**** Selected excerpt
Across all four counties of the Lower Rio Grande Valley, fewer health professionals are available proportionately for the population than in the state as a whole, a cause cited for the high rate of emergency room use in one county. In Willacy County there is no hospital in the county. School and community health initiatives strive to meet the needs.
In this Lower Rio Grande Valley clinic, patients with diabetes are awaiting prescriptions, evaluations, and advice.
How well blood sugar levels are controlled determines whether fathers and mothers go to work, whether children succeed in school, and, ultimately, whether life continues with quality or spirals into an ever-widening circle of health problems affecting vision, heart health, and kidney function. Studies in Texas and elsewhere have found the rate of type 2 diabetes is two to four times higher in Hispanic Americans than in non-Hispanic white Americans.
The four counties of the Lower Rio Grande Valley - Cameron, Hidalgo, Starr, and Willacy - are characterized by health care resources and services whose levels are as much as 80% below those of the state. Hospitals and medical practices use incentives to lure physicians, but ratios of all health care workers to the population are lower than they are at the state level.
As for health care services, one county has no hospital at all, and two have no county health departments.
In such an environment, government-funded clinics and nonprofit agencies meet part of the residents' needs. What needs remain may go unmet or may be satisfied by a lower priced, Spanish language-dominated, and more familiar alternative - the curanderos, Mexican doctors and dentists, Mexican pharmacists, and herb sellers south of the river.
********
**** Excerpted data
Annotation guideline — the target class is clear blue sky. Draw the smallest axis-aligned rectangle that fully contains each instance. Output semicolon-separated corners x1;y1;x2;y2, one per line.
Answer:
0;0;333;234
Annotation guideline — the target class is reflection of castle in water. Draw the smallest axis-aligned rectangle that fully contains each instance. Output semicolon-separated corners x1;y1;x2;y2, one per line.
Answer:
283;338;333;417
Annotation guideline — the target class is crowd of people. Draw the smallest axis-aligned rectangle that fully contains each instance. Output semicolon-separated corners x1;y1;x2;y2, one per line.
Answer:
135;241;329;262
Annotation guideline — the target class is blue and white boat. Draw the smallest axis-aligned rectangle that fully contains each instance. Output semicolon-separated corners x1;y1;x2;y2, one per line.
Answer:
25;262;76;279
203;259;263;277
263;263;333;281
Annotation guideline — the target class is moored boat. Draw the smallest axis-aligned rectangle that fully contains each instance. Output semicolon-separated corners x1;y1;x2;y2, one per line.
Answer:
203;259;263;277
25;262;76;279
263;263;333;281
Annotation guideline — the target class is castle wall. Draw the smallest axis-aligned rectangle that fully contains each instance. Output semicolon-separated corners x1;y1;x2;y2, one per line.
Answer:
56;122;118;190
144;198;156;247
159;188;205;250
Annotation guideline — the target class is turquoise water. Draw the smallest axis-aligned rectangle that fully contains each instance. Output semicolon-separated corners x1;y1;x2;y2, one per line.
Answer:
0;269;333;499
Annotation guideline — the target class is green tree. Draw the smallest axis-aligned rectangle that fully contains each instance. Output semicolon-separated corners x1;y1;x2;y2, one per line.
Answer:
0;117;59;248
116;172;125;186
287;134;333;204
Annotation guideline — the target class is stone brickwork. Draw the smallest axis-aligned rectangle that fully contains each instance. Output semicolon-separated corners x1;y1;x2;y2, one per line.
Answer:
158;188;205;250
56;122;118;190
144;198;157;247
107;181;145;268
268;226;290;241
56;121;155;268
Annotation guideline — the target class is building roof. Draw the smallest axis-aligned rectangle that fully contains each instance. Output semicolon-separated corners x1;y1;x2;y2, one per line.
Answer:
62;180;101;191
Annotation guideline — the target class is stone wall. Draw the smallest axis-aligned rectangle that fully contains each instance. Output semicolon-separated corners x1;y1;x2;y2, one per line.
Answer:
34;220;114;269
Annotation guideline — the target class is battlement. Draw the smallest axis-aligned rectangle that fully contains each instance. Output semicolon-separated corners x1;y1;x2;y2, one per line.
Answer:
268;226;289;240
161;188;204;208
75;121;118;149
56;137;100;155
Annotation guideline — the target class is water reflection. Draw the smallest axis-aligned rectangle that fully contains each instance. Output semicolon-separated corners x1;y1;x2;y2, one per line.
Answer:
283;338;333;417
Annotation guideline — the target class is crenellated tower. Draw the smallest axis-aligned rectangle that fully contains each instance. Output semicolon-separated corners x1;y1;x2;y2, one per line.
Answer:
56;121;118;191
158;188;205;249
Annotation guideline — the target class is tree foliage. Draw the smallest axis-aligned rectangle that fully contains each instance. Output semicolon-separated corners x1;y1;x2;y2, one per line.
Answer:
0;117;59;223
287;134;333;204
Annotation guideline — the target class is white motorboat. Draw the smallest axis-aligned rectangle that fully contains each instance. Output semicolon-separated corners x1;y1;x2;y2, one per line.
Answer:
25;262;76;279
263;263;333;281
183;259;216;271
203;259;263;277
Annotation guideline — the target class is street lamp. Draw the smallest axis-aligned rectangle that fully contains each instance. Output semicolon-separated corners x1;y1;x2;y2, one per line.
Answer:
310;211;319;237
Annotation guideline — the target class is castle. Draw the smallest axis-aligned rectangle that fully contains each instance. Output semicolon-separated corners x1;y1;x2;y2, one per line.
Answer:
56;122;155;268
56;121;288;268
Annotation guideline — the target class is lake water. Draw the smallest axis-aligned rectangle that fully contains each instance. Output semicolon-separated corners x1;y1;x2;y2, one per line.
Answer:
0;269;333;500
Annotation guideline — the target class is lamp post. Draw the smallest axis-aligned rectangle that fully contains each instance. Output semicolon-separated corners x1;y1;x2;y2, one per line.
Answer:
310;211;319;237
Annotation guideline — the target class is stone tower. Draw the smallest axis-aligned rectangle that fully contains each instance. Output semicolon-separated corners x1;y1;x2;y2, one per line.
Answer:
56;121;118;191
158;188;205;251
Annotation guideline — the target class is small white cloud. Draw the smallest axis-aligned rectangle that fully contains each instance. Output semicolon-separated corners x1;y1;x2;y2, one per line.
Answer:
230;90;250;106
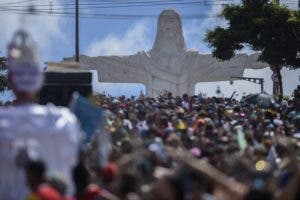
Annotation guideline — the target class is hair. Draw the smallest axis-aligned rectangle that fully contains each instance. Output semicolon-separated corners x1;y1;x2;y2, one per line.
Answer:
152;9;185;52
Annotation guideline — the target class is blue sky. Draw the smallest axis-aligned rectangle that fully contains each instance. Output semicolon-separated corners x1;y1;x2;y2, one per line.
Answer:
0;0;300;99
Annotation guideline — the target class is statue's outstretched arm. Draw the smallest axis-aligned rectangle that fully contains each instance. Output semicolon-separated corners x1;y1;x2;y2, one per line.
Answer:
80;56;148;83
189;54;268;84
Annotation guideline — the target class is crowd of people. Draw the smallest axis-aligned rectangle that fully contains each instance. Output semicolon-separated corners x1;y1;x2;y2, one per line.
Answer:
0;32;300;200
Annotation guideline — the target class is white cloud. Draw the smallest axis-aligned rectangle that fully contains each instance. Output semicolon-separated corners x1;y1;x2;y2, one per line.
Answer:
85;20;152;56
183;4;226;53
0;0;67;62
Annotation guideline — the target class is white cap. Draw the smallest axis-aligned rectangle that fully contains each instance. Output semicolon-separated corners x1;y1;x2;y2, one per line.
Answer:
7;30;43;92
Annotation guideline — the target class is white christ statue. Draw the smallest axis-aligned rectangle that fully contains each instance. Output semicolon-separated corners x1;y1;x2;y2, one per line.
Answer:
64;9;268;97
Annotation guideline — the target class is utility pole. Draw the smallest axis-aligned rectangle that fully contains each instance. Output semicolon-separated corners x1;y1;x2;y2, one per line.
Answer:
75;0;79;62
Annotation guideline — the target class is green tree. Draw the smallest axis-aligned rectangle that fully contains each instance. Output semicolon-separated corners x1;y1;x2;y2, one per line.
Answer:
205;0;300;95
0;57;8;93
********
**** Excerpted data
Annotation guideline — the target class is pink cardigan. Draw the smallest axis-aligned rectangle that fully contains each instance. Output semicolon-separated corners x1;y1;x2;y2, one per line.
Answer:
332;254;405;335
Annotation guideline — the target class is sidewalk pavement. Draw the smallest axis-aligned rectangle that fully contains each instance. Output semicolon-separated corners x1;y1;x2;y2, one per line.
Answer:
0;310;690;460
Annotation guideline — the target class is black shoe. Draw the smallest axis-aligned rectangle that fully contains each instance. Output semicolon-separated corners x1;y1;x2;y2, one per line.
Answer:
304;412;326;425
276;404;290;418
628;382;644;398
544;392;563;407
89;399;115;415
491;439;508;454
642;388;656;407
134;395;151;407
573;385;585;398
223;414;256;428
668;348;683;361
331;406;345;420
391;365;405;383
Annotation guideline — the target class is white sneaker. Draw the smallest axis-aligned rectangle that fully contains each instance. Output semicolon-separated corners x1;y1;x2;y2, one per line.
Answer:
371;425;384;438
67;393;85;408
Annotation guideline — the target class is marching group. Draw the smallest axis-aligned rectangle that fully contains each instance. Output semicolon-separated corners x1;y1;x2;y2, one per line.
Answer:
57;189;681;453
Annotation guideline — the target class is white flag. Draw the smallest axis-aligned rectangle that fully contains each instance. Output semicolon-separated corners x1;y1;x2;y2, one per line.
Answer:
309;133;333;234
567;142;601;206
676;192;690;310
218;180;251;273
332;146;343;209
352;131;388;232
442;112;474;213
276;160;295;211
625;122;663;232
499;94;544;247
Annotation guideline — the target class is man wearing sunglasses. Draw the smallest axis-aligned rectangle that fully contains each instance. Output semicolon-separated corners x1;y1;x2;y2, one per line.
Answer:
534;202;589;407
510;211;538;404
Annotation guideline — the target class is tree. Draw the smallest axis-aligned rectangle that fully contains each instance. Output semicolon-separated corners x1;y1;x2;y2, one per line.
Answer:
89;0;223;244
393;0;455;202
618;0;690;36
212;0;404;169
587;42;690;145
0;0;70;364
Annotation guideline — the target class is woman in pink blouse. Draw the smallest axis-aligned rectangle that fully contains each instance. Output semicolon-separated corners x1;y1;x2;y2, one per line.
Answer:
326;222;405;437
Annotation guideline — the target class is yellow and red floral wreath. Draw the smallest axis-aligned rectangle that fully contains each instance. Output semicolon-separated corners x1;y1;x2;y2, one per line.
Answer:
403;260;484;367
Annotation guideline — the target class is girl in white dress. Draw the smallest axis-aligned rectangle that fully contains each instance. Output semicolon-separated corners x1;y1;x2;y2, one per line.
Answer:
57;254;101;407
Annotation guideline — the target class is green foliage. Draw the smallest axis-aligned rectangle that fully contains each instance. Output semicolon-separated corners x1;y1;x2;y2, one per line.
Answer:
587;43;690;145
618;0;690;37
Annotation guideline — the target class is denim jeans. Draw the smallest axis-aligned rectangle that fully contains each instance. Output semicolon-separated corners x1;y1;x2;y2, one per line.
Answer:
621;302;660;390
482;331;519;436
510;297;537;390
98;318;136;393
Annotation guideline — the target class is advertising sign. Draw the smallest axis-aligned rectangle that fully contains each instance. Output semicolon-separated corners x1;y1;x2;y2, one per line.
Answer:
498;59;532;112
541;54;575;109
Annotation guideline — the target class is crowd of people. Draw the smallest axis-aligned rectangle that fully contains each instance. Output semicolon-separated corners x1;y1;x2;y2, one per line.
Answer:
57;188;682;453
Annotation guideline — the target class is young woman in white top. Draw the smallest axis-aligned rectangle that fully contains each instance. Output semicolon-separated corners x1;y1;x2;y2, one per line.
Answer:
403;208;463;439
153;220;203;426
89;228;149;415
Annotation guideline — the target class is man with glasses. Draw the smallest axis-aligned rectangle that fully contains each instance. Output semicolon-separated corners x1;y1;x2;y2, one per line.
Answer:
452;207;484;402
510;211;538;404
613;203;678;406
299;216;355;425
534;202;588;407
********
- Actions to take
1. Reproduce from the Lower Rio Grande Valley health care passage the part that opens with the words containing "How well blood" and closes with "the state level.".
2. Answer these questions from the Lower Rio Grande Valley health care passage:
(a) Which county has no hospital?
(b) According to studies cited, how much higher is the rate of type 2 diabetes in Hispanic Americans than in non-Hispanic white Americans?
(c) By as much as what percentage do health care resources and services in the four counties fall below state levels?

- Response list
1.
How well blood sugar levels are controlled determines whether fathers and mothers go to work, whether children succeed in school, and, ultimately, whether life continues with quality or spirals into an ever-widening circle of health problems affecting vision, heart health, and kidney function. Studies in Texas and elsewhere have found the rate of type 2 diabetes is two to four times higher in Hispanic Americans than in non-Hispanic white Americans.
The four counties of the Lower Rio Grande Valley - Cameron, Hidalgo, Starr, and Willacy - are characterized by health care resources and services whose levels are as much as 80% below those of the state. Hospitals and medical practices use incentives to lure physicians, but ratios of all health care workers to the population are lower than they are at the state level.

2.
(a) Willacy County
(b) Two to four times higher
(c) As much as 80%